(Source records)

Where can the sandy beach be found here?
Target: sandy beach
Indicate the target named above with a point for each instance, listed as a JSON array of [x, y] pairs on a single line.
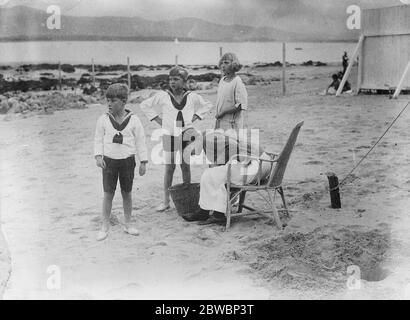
[[51, 194]]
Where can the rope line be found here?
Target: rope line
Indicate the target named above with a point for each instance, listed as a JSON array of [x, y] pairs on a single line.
[[364, 157]]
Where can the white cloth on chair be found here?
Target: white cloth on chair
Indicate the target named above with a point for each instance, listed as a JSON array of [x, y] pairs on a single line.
[[213, 192]]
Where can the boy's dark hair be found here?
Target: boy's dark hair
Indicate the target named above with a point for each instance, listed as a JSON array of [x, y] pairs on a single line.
[[117, 90]]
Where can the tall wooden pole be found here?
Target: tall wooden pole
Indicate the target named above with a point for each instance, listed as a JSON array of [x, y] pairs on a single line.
[[129, 73], [284, 68], [360, 66], [349, 68], [93, 71], [401, 82], [59, 75]]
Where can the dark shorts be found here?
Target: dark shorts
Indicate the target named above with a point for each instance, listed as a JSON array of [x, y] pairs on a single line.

(Exercise prompt): Word for word, return all the entries and skip their pictures.

(Output of the task):
Where can the sandy beach be found here?
Target: sandy beach
Indicate the target named above with a point for each instance, listed as a JSON array of [x, y] pairs on a single line.
[[51, 194]]
Where can the rope line be found here?
Target: rope line
Indicate the target named above with a point for each instance, listed as a JSON array of [x, y] pairs on a single line.
[[364, 157]]
Where can the white cloth on chair be found here?
Target: white cloth on chair
Indicate the target named above with a point for each instance, listed as a JSON array of [x, y] pairs on a single line.
[[213, 192]]
Where can the boy's dark hair be found here?
Target: boy's dark hair
Indicate the target named above with a point for each instance, listed as a JSON array of [x, y] pairs on a single line.
[[117, 90]]
Where can the tall wooden pole be found here?
Target: tall wooden pole
Indicate the target named above with a point for each instance, listed as a JSON array of [x, y] pairs on a single line.
[[129, 73], [284, 68], [360, 66], [349, 68], [93, 71], [401, 82], [59, 75]]
Where can the dark shorts be found here?
Target: dark shorts
Indicate the target named above with a point for each instance, listed as a JSON array of [x, y] pairs on a single line.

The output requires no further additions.